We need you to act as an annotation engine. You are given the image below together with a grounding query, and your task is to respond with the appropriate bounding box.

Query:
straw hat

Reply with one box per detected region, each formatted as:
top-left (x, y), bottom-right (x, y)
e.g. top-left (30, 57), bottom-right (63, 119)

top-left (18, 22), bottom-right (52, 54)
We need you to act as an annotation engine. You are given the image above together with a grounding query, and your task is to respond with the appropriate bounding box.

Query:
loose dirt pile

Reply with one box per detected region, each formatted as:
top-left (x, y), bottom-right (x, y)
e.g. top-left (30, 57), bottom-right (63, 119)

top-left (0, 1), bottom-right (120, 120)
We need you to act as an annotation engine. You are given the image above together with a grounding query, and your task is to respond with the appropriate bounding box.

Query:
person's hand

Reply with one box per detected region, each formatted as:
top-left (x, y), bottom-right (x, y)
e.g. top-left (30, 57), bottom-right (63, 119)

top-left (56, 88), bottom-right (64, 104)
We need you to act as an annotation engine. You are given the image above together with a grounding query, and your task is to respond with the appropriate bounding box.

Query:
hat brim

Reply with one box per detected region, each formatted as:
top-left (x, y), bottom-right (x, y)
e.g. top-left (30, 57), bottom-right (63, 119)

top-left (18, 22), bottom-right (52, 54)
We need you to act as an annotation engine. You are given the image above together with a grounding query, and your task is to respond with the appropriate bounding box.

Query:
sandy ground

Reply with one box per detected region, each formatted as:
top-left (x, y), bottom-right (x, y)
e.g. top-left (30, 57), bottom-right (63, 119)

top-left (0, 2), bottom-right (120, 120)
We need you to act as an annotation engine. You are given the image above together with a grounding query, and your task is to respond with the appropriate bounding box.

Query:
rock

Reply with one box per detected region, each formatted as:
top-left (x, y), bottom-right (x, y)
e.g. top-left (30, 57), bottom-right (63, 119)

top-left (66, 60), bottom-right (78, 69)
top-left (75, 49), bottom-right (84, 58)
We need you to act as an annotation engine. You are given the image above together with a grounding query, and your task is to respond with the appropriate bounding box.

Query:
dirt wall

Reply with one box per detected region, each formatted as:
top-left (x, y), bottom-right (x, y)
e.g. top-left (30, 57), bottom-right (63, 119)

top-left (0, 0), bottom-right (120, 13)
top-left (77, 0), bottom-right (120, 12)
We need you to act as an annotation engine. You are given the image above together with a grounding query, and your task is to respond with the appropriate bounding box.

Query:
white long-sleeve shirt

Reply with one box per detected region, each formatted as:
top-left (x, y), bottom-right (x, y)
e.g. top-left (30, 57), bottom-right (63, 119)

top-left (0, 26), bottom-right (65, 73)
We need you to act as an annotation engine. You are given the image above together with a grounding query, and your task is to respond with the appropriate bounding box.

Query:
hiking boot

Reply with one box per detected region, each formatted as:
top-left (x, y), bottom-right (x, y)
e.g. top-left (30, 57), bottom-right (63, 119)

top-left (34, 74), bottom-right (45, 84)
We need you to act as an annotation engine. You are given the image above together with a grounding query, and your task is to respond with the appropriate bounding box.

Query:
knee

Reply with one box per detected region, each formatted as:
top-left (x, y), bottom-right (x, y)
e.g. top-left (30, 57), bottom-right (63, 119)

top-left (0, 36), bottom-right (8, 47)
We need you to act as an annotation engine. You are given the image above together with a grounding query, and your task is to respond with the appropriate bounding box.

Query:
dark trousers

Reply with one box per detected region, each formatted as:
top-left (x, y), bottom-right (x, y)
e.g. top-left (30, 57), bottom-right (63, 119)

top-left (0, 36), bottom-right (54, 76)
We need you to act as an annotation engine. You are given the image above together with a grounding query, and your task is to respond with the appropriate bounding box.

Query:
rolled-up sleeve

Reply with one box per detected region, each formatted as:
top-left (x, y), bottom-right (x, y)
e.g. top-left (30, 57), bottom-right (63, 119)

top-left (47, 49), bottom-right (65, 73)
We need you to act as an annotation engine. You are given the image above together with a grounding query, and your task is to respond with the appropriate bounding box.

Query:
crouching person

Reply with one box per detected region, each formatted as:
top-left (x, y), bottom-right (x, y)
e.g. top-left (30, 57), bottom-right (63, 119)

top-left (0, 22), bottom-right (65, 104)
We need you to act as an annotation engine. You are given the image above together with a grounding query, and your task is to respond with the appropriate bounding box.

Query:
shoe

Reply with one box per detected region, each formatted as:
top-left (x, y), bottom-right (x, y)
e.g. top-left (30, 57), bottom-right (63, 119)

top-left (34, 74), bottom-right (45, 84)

EXERCISE DIRECTIONS.
Please state how many lines of the material above contain the string "sleeve", matching case exactly, and reply with that number only.

THE REPLY.
2